# INSTRUCTIONS FOR THE TASK
Set down each line of the listing below exactly as it is written.

# INFORMATION SHOWN
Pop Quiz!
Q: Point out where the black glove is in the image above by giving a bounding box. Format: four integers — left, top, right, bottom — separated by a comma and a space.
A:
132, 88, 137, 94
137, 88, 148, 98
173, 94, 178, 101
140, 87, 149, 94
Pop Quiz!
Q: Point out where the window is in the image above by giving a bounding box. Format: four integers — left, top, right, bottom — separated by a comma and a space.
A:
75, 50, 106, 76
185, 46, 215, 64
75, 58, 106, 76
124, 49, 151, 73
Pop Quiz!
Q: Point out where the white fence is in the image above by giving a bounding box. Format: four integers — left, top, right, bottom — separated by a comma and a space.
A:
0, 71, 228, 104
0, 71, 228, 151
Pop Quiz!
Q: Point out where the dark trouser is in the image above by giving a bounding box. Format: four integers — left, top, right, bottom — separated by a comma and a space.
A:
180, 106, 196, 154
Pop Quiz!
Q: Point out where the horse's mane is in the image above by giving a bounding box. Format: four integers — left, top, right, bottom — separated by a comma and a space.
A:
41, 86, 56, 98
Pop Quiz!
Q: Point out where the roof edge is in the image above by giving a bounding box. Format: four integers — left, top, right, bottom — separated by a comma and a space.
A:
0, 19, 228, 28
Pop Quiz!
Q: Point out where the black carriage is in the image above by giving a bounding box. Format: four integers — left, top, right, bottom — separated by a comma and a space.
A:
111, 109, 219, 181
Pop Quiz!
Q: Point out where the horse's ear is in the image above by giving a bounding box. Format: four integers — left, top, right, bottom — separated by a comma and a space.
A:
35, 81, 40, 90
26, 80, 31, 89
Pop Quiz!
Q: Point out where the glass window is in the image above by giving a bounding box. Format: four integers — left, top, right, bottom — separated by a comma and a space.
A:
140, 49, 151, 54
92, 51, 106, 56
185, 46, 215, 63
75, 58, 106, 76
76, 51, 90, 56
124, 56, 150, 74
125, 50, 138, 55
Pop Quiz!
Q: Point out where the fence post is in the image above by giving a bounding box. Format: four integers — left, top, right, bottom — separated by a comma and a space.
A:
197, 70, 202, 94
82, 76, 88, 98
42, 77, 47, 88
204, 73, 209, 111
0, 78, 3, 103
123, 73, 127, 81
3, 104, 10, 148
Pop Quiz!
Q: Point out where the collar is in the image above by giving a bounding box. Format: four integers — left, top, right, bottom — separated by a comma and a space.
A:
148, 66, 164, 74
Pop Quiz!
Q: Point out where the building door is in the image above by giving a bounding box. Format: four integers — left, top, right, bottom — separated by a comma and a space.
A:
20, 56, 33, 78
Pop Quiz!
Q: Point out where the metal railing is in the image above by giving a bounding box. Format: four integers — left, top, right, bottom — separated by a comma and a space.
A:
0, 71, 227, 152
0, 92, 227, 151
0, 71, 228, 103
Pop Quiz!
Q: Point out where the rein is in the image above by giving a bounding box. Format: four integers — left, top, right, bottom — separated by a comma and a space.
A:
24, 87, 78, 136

# ANSWER TO THIS EXERCISE
Pop Quiz!
Q: Point out where the black glove is in the image above by giving a bounding box. Format: four integers — left, top, right, bottom — separated by a comma and a space.
A:
132, 88, 137, 94
137, 88, 148, 98
173, 94, 178, 101
140, 87, 149, 94
Pop Quiz!
Q: Point out where the window is in the image above by giving a bounding box. Format: four integers — left, top, right, bottom — separated by a comma and a space.
A:
75, 50, 106, 76
185, 46, 215, 64
75, 58, 106, 76
124, 49, 151, 73
Pop Quiz!
Q: Point out where the white fence is in the image above by giving a bounding box. Format: four integers — left, top, right, bottom — separated by a comma and a space.
A:
0, 71, 228, 104
0, 71, 228, 151
Pop Quiz!
Q: Point out where the dark trouser is in the image above by giving a bounding box. Format: four integers — left, top, right, bottom — separated by a comma and a space.
A:
180, 106, 196, 154
Pop Quiz!
Q: Point out where the horse's mane is in the image above by giving a bounding box. Format: four integers — left, top, right, bottom — separated by a comma and a space.
A:
41, 86, 56, 98
Pop Quiz!
Q: Point out where the roof edge is in the image above by giving a bounding box. Format: four integers — left, top, right, bottom — separated by a comma and a space.
A:
0, 19, 228, 28
Pop Quiz!
Q: Point out where the black carriage is in the image above by giving a bounding box. Format: four integers — left, top, right, bottom — separated by a comma and a space.
A:
111, 109, 219, 181
Pop Quiz!
Q: Point out where the horse's ear is in the image above by giving a bounding box. Format: four integers — left, top, right, bottom — separated by a comma and a space.
A:
35, 81, 40, 90
26, 80, 31, 89
Pop Quiz!
Q: Point out where the glass window is in the image above by giving a bounding box. Format: four integers — left, top, right, bottom — separated by a comma and a space.
A:
140, 49, 151, 54
92, 51, 106, 56
185, 46, 215, 63
75, 58, 106, 76
76, 51, 90, 56
124, 56, 150, 74
125, 50, 138, 55
Pop Quiz!
Q: Point out where the fence post is in the image above by giving a bounding box. Format: four integers — left, top, right, bottom — separated by a comma and a space.
A:
197, 70, 202, 94
82, 76, 88, 98
42, 77, 47, 88
204, 73, 209, 111
0, 78, 3, 103
123, 73, 127, 81
3, 104, 10, 148
Pop Quiz!
Q: Point out where the collar is in the image above by giving a bounding box. Format: four integers — left, top, right, bottom — separated by a comma and a space.
A:
148, 66, 164, 74
Pop Quiz!
Q: Point out where the building door is in the image above by giving a bounding box. Format: four integers — left, top, right, bottom — separated by a comma and a space.
A:
20, 56, 33, 78
Pop Quiz!
Q: Point out where the metal railing is in the image above by giving a bounding box. Format: four integers — left, top, right, bottom — separated by a comma and a space.
A:
0, 71, 227, 152
0, 92, 227, 151
0, 71, 228, 103
Pop Quiz!
Q: Point out where the rein is in the image above by giving a bounding box. Format: four integers — left, top, right, bottom — separated by a comma and a space.
A:
24, 87, 78, 136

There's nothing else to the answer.